#### Exercise task A:
According to the passage on Mali's environmental legislation, which article of the 1992 constitution gives every person the right to a healthy environment?
#### Exercise task B:
Carry on the passage about Mali's environmental legislation from the point where it stops.

#### Extract provided:
================

Mali’s environmental legislation is based on the 1992 constitution. Article 15 reads: “Every person shall have the right to a healthy environment. The protection, defense and promotion of the environment shall be obligations for all and for the State”. Article 99, in a related vein, states: “The High Council of Territorial Units shall have as its mission to study and to give its considered advice concerning all policies of local and regional development. It may make proposals to the Government for all questions concerning the protection of the environment and the improvement of the quality of life of citizens within the units.”

In 2010, The National Agency for Environmental and Sustainable development was established. Its mission includes to ensure the implementation of the environmental policy, overseeing the integration of environmental aspects across sectors. Key documents include the national policy for environmental protection, national environmental action plans.

================

#### Provided data:

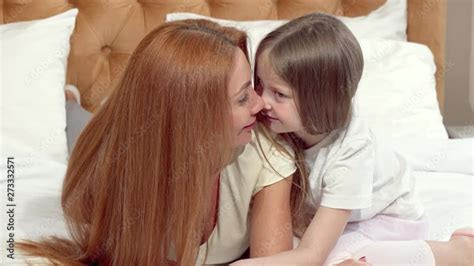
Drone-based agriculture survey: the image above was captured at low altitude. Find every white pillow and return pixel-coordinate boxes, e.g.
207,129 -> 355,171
166,5 -> 448,140
354,39 -> 448,140
0,9 -> 78,172
166,0 -> 407,65
338,0 -> 407,41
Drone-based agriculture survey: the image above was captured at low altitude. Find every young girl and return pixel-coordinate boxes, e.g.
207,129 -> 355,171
16,20 -> 299,265
235,14 -> 473,265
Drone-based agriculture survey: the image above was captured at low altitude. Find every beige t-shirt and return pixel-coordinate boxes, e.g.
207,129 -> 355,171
16,132 -> 296,265
196,132 -> 296,264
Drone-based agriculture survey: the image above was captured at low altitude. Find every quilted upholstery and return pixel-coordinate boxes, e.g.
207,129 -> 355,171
0,0 -> 446,111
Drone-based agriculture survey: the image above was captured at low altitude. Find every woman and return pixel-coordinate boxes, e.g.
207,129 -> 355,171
17,20 -> 304,265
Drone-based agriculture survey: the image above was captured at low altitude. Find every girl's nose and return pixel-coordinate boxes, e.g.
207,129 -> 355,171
252,91 -> 264,115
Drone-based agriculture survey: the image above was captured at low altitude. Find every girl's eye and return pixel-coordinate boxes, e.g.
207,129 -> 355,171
239,93 -> 249,105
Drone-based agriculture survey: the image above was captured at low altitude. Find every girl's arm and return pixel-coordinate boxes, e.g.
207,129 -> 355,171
234,206 -> 351,265
250,176 -> 293,258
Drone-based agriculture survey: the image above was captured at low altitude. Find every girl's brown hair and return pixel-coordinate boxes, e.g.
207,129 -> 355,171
255,13 -> 364,134
254,13 -> 364,235
18,20 -> 247,265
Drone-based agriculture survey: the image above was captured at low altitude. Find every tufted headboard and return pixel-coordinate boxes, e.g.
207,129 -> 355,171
0,0 -> 446,111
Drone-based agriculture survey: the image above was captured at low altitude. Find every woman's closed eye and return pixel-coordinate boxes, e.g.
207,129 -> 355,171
239,92 -> 249,105
273,91 -> 288,98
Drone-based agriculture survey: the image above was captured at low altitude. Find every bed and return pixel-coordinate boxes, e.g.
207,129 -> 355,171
0,0 -> 474,264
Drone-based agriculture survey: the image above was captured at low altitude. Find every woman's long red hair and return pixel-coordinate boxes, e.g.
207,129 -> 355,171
17,20 -> 247,265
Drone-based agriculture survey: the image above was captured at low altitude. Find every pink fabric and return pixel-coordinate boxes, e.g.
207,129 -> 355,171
325,215 -> 434,265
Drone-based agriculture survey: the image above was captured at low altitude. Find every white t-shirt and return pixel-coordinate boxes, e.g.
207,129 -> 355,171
196,129 -> 296,265
305,115 -> 424,222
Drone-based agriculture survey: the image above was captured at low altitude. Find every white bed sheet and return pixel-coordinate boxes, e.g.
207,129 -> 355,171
0,144 -> 474,263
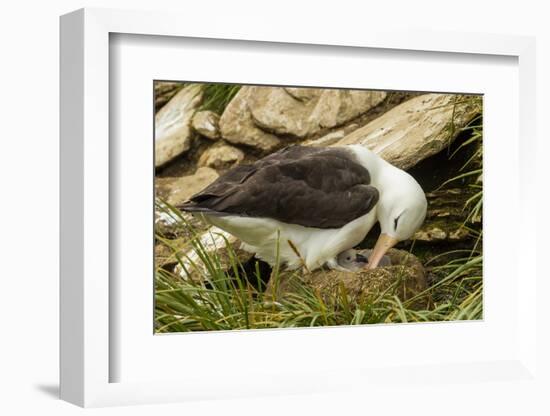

================

#### Task answer A:
Article 15

#### Task answer B:
1995: Law No. 95-052 was passed.This law contains provisions which regulate the production, distribution, import, export, marketing as well as the control and certification of seeds of animal or plant origin. These activities are subject to authorization and rigorous quality control. Any seed without a health certificate is subject to quarantine.

1999: Ordinance No ° 99-032 was signed, overseeing the recognition, exploration, prospecting, research and exploitation of mineral substances, as well as their possession, transport, processing and marketing, with the exception of liquid hydrocarbons. Mineral or fossil substances subject to the mining regime in the territory of the Republic of Mali belong to the State.

2002: Law No. 02-014 was adopted. This law sets the rules for the registration and control of pesticides. It is prohibited to import, manufacture, formulate, package or repackage, store, use or place on the market any unapproved or unauthorized pesticide.

2004: Law No ° 04-006 was approved, creating the Chamber of Mines of Mali (CMM), which is placed under the supervision of the Minister in charge of Mines and whose mission consists of the organization and representation of natural and legal persons working in various professional branches of the organization.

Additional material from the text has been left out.